__What this task involves__. Below are records that should be duplicated exactly, with no image retained.

__Data supplied__.
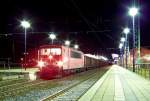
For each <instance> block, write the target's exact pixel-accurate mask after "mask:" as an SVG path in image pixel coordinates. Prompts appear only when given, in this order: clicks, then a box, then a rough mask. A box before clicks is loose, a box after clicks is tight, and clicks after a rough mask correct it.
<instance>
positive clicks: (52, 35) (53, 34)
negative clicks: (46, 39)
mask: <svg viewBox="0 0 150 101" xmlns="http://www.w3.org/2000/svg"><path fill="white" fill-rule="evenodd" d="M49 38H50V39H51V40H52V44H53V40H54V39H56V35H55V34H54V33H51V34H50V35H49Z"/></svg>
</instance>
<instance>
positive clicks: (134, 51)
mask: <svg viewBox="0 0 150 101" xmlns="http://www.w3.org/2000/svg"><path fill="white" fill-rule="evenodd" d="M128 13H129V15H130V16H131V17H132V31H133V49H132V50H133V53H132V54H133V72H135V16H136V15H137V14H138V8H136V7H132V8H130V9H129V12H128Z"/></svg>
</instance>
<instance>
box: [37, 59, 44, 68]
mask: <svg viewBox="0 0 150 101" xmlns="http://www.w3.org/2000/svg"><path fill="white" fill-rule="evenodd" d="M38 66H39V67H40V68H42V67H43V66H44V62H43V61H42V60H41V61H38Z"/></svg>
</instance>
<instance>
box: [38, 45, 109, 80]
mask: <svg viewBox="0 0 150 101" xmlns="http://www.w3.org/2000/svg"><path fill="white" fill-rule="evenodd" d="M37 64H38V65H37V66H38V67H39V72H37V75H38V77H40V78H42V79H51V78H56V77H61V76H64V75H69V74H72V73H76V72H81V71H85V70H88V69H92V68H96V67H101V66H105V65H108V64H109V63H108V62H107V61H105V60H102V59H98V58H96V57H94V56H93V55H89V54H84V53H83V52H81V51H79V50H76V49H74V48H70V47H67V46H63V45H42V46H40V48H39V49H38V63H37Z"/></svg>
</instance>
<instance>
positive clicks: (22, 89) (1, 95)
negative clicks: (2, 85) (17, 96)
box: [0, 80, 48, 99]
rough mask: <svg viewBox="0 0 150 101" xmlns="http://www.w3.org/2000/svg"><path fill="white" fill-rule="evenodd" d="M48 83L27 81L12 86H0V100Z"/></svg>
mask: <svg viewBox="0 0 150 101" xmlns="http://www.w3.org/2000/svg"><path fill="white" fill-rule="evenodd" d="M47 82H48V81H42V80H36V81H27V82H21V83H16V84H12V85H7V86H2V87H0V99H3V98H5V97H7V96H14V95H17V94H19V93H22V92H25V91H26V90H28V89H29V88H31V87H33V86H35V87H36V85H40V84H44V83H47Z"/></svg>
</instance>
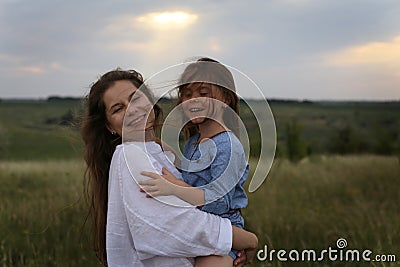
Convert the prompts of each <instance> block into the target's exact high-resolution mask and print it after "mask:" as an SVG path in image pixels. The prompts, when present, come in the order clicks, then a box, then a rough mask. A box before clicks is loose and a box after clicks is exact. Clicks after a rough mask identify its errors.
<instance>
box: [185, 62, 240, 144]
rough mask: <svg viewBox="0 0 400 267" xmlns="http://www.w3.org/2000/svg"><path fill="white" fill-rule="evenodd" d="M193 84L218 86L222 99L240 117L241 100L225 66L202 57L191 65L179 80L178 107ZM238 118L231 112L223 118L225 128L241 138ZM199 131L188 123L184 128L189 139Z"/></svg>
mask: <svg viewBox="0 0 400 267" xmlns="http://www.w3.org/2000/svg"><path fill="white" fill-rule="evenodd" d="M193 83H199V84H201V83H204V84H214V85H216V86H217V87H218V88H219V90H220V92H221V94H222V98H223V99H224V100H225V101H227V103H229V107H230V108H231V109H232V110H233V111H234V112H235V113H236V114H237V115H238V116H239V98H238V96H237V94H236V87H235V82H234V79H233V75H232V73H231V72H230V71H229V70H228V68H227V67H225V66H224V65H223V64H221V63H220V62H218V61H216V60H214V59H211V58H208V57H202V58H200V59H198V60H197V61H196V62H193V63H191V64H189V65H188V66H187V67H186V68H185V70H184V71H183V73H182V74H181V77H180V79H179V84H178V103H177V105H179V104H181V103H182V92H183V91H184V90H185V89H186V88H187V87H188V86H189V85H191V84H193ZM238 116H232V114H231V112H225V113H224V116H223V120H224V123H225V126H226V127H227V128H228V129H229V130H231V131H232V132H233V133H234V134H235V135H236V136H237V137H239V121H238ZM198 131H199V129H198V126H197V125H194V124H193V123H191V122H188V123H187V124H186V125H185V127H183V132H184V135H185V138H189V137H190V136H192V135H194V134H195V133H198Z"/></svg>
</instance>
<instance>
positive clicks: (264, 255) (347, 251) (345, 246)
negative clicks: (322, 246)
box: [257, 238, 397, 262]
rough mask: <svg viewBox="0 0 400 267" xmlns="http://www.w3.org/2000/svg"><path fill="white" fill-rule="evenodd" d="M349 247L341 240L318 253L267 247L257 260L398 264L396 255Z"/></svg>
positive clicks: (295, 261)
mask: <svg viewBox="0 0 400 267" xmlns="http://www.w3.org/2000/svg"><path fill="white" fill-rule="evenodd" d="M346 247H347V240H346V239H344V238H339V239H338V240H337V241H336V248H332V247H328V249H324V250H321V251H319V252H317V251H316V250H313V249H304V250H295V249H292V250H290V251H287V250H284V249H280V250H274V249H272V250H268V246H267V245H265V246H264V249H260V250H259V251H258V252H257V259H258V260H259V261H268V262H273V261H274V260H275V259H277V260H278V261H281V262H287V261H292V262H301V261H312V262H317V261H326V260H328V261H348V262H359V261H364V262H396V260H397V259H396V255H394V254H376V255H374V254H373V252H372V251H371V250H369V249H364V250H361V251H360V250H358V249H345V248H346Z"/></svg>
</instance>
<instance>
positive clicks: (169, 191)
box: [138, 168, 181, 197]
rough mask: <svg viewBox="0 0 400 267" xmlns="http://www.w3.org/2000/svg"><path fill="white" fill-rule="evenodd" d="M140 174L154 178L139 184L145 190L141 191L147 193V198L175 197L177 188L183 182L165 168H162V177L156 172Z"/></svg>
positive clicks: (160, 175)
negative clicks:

__Answer for this exercise__.
For each <instance> block, write the target's exact pixel-accurate mask after "mask:" as an SVG path in image pixel coordinates. Prompts appear only when given, in this order: clicks, then a box, then a rough mask. A box before clicks is loose, a box after clicks is tight, and clicks after a rough mask correct it.
<instance>
positive clicks: (52, 35) (53, 34)
negative clicks: (46, 39)
mask: <svg viewBox="0 0 150 101" xmlns="http://www.w3.org/2000/svg"><path fill="white" fill-rule="evenodd" d="M49 38H50V39H51V40H52V44H53V40H54V39H56V35H55V34H54V33H51V34H50V35H49Z"/></svg>
</instance>
<instance>
positive clicks: (134, 51)
mask: <svg viewBox="0 0 150 101" xmlns="http://www.w3.org/2000/svg"><path fill="white" fill-rule="evenodd" d="M128 13H129V15H130V16H131V17H132V31H133V49H132V50H133V53H132V54H133V72H135V16H136V15H137V14H138V8H136V7H132V8H130V9H129V12H128Z"/></svg>
</instance>
<instance>
box: [37, 59, 44, 68]
mask: <svg viewBox="0 0 150 101" xmlns="http://www.w3.org/2000/svg"><path fill="white" fill-rule="evenodd" d="M38 66H39V67H40V68H42V67H43V66H44V62H43V61H42V60H41V61H38Z"/></svg>
</instance>
<instance>
box: [38, 45, 109, 80]
mask: <svg viewBox="0 0 150 101" xmlns="http://www.w3.org/2000/svg"><path fill="white" fill-rule="evenodd" d="M37 64H38V65H37V66H38V67H39V72H37V75H38V77H40V78H42V79H51V78H56V77H61V76H64V75H69V74H72V73H76V72H81V71H85V70H88V69H92V68H96V67H101V66H105V65H108V64H109V63H108V62H107V61H105V60H102V59H98V58H96V57H94V56H93V55H89V54H84V53H83V52H81V51H79V50H76V49H74V48H70V47H67V46H63V45H42V46H40V48H39V49H38V63H37Z"/></svg>
</instance>
<instance>
positive clicks: (22, 89) (1, 95)
negative clicks: (2, 85) (17, 96)
box: [0, 80, 48, 99]
rough mask: <svg viewBox="0 0 150 101" xmlns="http://www.w3.org/2000/svg"><path fill="white" fill-rule="evenodd" d="M48 83L27 81L12 86H0V100Z"/></svg>
mask: <svg viewBox="0 0 150 101" xmlns="http://www.w3.org/2000/svg"><path fill="white" fill-rule="evenodd" d="M47 82H48V81H42V80H36V81H27V82H21V83H16V84H12V85H7V86H2V87H0V99H3V98H5V97H7V96H14V95H17V94H19V93H22V92H25V91H26V90H28V89H29V88H31V87H33V86H35V87H36V85H40V84H44V83H47Z"/></svg>
</instance>
Convert the prompts of each <instance> block into the target's exact high-resolution mask and print it after "mask:" as an SVG path in image pixels. The prompts, when present, come in the order clicks, then a box, then a rough mask. A box before clicks is loose and a box after clicks is exact. Clicks after a rough mask identify its errors.
<instance>
box: [185, 62, 240, 144]
rough mask: <svg viewBox="0 0 400 267" xmlns="http://www.w3.org/2000/svg"><path fill="white" fill-rule="evenodd" d="M193 84L218 86L222 99L240 117L241 100L225 66L202 57L191 65L179 80L178 107ZM238 118L231 112L223 118L225 128L241 138ZM199 131L188 123L184 128L189 139Z"/></svg>
mask: <svg viewBox="0 0 400 267" xmlns="http://www.w3.org/2000/svg"><path fill="white" fill-rule="evenodd" d="M193 83H199V84H201V83H204V84H214V85H216V86H217V87H218V88H219V90H220V92H221V94H222V98H223V99H224V100H225V101H227V103H229V107H230V108H231V109H232V110H233V111H234V112H235V113H236V114H237V115H238V116H239V98H238V96H237V94H236V87H235V82H234V79H233V75H232V73H231V72H230V71H229V70H228V68H227V67H225V66H224V65H223V64H221V63H220V62H218V61H216V60H214V59H211V58H208V57H202V58H200V59H198V60H197V61H196V62H193V63H191V64H189V65H188V66H187V67H186V68H185V70H184V71H183V73H182V74H181V77H180V79H179V84H178V103H177V105H179V104H181V103H182V92H183V91H184V90H185V89H186V88H187V87H188V86H189V85H191V84H193ZM238 116H232V114H231V112H225V113H224V116H223V120H224V123H225V126H226V127H227V128H228V129H229V130H231V131H232V132H233V133H234V134H235V135H236V136H237V137H239V121H238ZM198 131H199V129H198V126H197V125H194V124H193V123H191V122H188V123H187V124H186V125H185V127H183V132H184V135H185V138H189V137H190V136H192V135H194V134H195V133H198Z"/></svg>
</instance>
<instance>
positive clicks: (264, 255) (347, 251) (345, 246)
negative clicks: (322, 246)
box: [257, 238, 397, 262]
rough mask: <svg viewBox="0 0 400 267" xmlns="http://www.w3.org/2000/svg"><path fill="white" fill-rule="evenodd" d="M349 247L341 240L318 253L267 247L257 260L398 264L396 255Z"/></svg>
positive clicks: (295, 261)
mask: <svg viewBox="0 0 400 267" xmlns="http://www.w3.org/2000/svg"><path fill="white" fill-rule="evenodd" d="M346 247H347V240H346V239H344V238H339V239H338V240H337V241H336V248H332V247H328V249H324V250H321V251H319V252H317V251H316V250H313V249H304V250H295V249H292V250H290V251H287V250H284V249H280V250H274V249H272V250H268V246H267V245H265V246H264V249H260V250H259V251H258V252H257V259H258V260H259V261H268V262H273V261H274V260H275V259H277V260H278V261H281V262H287V261H292V262H301V261H312V262H317V261H326V260H328V261H348V262H359V261H364V262H396V260H397V259H396V255H394V254H376V255H374V254H373V252H372V251H371V250H369V249H364V250H361V251H360V250H358V249H345V248H346Z"/></svg>
</instance>
<instance>
positive clicks: (169, 191)
box: [138, 168, 181, 197]
rough mask: <svg viewBox="0 0 400 267" xmlns="http://www.w3.org/2000/svg"><path fill="white" fill-rule="evenodd" d="M140 174L154 178L139 184L145 190L141 191L147 193V198L175 197L177 188L183 182L165 168H162V177L156 172Z"/></svg>
positive clicks: (160, 175)
negative clicks:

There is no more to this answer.